[Excerpts of location labeling data]
......

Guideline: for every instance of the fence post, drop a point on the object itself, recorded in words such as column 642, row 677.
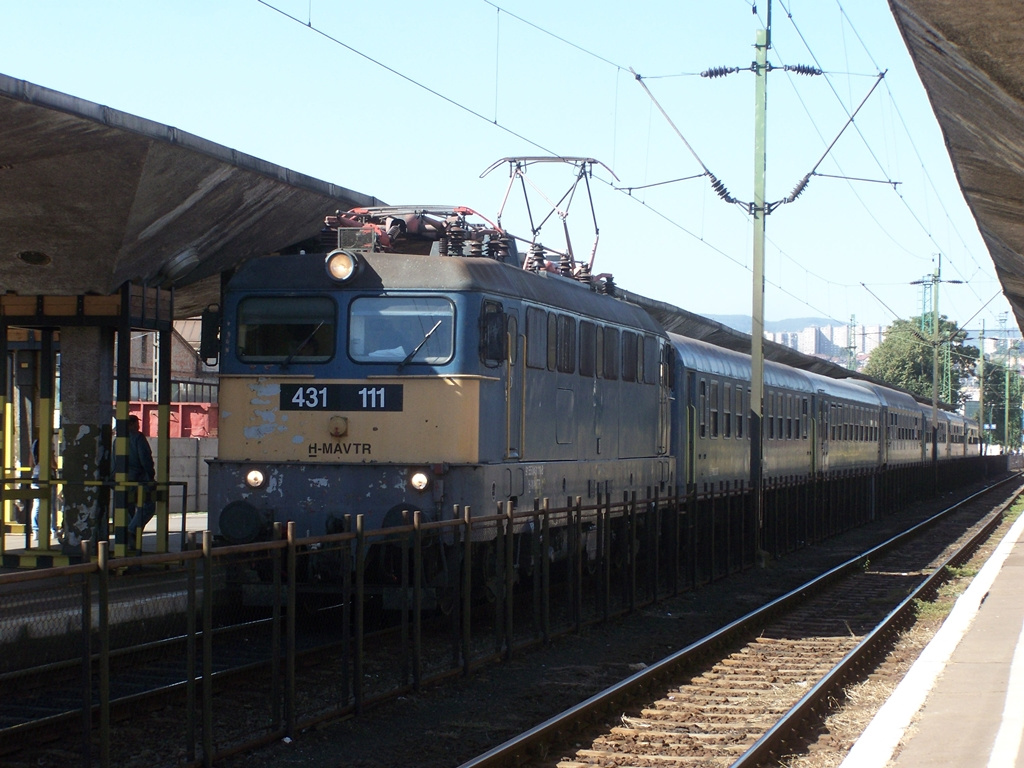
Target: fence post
column 360, row 566
column 190, row 652
column 467, row 588
column 86, row 662
column 207, row 648
column 104, row 654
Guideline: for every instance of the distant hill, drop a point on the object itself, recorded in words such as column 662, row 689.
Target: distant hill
column 741, row 323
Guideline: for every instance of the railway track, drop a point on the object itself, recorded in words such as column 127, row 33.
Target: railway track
column 742, row 695
column 241, row 676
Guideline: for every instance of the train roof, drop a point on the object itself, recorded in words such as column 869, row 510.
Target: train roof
column 443, row 274
column 700, row 355
column 890, row 397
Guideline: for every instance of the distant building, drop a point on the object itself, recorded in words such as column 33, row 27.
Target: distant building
column 194, row 384
column 833, row 342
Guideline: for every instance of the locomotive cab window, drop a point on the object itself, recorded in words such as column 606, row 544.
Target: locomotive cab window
column 286, row 329
column 410, row 330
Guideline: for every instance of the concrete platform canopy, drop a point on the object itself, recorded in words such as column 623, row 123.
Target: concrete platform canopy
column 93, row 198
column 970, row 57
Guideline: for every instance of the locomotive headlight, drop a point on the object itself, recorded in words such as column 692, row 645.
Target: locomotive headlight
column 342, row 265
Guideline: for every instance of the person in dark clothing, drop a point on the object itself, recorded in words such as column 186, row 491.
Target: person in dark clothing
column 140, row 469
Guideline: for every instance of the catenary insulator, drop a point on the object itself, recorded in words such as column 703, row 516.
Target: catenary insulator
column 456, row 237
column 803, row 69
column 536, row 261
column 718, row 72
column 720, row 189
column 799, row 188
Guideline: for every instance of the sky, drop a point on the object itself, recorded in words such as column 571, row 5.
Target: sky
column 411, row 102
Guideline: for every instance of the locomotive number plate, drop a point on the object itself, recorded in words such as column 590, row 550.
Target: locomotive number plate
column 341, row 397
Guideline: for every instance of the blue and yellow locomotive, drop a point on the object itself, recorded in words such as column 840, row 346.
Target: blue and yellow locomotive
column 418, row 366
column 422, row 364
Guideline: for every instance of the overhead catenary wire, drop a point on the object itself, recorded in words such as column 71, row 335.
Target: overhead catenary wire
column 606, row 60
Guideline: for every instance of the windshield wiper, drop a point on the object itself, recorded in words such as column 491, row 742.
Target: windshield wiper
column 409, row 357
column 301, row 346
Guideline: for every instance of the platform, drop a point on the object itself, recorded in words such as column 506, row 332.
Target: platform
column 962, row 704
column 16, row 555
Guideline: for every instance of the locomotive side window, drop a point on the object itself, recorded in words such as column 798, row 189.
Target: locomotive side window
column 702, row 407
column 566, row 344
column 714, row 409
column 494, row 346
column 739, row 413
column 537, row 337
column 286, row 329
column 630, row 356
column 610, row 353
column 651, row 360
column 588, row 348
column 552, row 341
column 398, row 329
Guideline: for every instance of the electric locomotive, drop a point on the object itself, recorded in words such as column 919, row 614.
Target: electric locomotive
column 419, row 365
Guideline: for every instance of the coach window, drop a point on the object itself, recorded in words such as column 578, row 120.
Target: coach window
column 286, row 329
column 630, row 356
column 727, row 411
column 537, row 337
column 702, row 408
column 714, row 409
column 610, row 353
column 588, row 348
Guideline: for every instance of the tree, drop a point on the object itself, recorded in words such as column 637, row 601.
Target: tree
column 904, row 357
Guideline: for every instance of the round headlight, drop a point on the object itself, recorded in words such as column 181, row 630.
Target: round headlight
column 342, row 265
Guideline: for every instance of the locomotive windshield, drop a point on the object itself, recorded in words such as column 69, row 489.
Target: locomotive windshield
column 402, row 330
column 286, row 329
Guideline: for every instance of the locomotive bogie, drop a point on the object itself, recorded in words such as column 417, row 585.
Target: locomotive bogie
column 317, row 497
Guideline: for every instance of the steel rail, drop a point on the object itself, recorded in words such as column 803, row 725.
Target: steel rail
column 772, row 742
column 520, row 750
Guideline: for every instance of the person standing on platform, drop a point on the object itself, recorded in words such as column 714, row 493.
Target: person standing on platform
column 140, row 469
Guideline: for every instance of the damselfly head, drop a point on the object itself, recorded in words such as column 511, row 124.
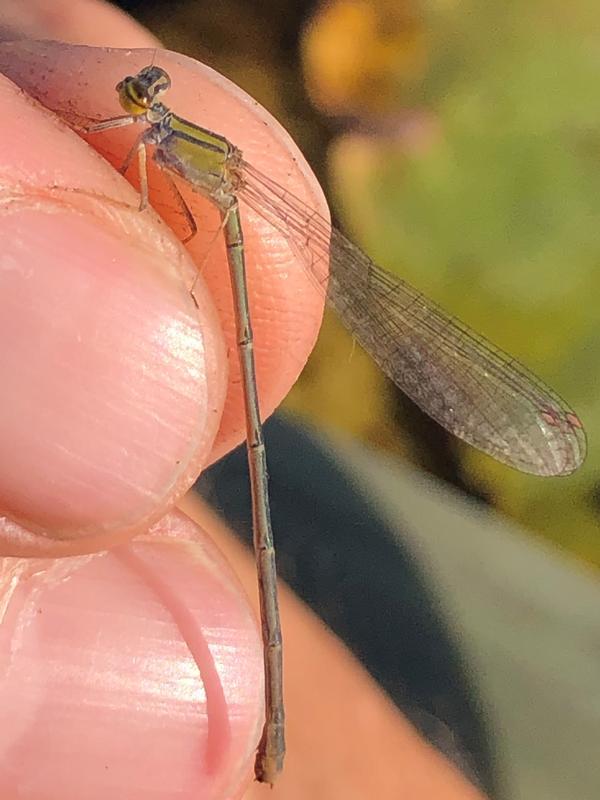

......

- [Work to complete]: Rewrite everything in the data from the line containing "Guideline: for every instance of the person in" down to the line containing "column 301, row 346" as a Markdown table with the columns Row and Line, giving each line a row number and leaving out any blank lines.

- [Result of the task]:
| Row | Line |
|---|---|
| 1 | Guideline: for every instance of the person in dark clothing, drop a point on the object itself, recorded in words such as column 186, row 491. |
| 2 | Target: person in dark clothing |
| 3 | column 140, row 469 |
| 4 | Guideline: for every instance of the catenary insulator, drop a point on the object itself, recorded in words such as column 703, row 516. |
| 5 | Target: catenary insulator |
| 6 | column 456, row 237 |
| 7 | column 803, row 69 |
| 8 | column 536, row 261 |
| 9 | column 718, row 72 |
| 10 | column 720, row 189 |
| 11 | column 799, row 188 |
| 12 | Guideline: for every instance of the sky, drop a point on the object itself, recorded in words such as column 571, row 5. |
| 13 | Target: sky |
| 14 | column 411, row 102 |
| 15 | Guideline: for every instance of the locomotive number plate, drop a point on the object itself, recorded in words such as column 590, row 550. |
| 16 | Target: locomotive number plate |
| 17 | column 341, row 397 |
| 18 | Guideline: for every instance of the blue and yellow locomotive, drop a point on the object itself, recorded in words such as column 840, row 346. |
| 19 | Target: blue and yellow locomotive |
| 20 | column 418, row 366 |
| 21 | column 422, row 364 |
| 22 | Guideline: for every instance of the overhead catenary wire, drop a point on the object itself, recorded in words such as column 71, row 335. |
| 23 | Target: overhead catenary wire |
| 24 | column 606, row 60 |
| 25 | Guideline: for every instance of the windshield wiper, drop a point on the object itself, recorded in words such as column 491, row 742. |
| 26 | Target: windshield wiper |
| 27 | column 409, row 357 |
| 28 | column 301, row 346 |